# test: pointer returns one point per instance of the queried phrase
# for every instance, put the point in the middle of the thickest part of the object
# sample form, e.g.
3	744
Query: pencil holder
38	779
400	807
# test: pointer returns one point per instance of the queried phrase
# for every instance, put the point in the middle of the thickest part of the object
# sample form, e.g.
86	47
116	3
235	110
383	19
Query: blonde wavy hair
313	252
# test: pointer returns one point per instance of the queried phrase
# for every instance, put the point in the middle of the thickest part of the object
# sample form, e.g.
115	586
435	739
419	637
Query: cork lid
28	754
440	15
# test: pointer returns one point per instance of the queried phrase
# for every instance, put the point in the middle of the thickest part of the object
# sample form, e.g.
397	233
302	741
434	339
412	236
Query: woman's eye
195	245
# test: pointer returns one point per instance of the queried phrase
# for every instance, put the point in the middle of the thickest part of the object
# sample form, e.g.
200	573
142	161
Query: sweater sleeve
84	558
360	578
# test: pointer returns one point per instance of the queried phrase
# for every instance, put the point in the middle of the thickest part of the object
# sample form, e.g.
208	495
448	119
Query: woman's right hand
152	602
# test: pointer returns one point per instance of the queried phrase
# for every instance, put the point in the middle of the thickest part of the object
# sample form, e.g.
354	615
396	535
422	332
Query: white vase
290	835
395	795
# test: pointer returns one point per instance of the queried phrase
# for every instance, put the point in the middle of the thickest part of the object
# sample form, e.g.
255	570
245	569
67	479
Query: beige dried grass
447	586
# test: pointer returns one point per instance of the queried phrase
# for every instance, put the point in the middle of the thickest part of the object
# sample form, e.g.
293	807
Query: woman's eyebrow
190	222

####

Every entry above has to be returned exactly as written.

# test: pointer returns one point per instance of the queried phrase
# for every instance, put the point in the middle of the thickest part of the object
# sample form, e.g.
3	744
Query: pencil holder
38	779
400	807
# test: pointer returns one point per instance of the queried phrase
# for every instance, put the point in the middle of the thickest part of the object
# sample form, e.g.
86	47
116	3
235	110
383	19
Query: blonde wavy hair
313	252
# test: pointer returns one point per instance of the queried phrase
# for every instance, put the point in the middle of the thickest part of the object
# sample form, e.g.
115	586
435	739
419	637
Query: cork lid
28	754
440	15
# test: pointer returns one point per instance of the queried phrase
# for every instance, put the point in the middle of the thickest part of the object
# sample form, e.g.
397	233
302	741
434	339
412	236
Query: woman's eye
195	245
# test: pointer returns one point per instance of the queried phrase
# for every instance, put the point in the middle of the thickest part of the object
# sample form, e.g.
200	573
142	161
Query: sweater sleeve
84	558
360	578
# test: pointer returns one point per instance of the queried phrase
# for every instance, put the point in the middle of the thickest part of the object
# sample form, e.g.
208	495
448	119
Query: woman's right hand
152	602
# test: pointer returns one point per instance of the queried phrase
# for every instance, put the point in the middle of the thickest part of the object
# sample form, e.g.
354	615
396	535
422	332
Query: white vase
290	835
395	795
# test: pointer returns one point per instance of the queried phrase
# for every instance, put the point in the middle of the thickest part of the object
# sample form, e.g.
255	570
245	569
67	479
Query: beige dried grass
447	586
# test: pointer returns one point per instance of the queried phrase
# for every instance, put the point in the middle of the thickest part of the object
# sample form, e.g.
293	807
Query: woman's eyebrow
190	222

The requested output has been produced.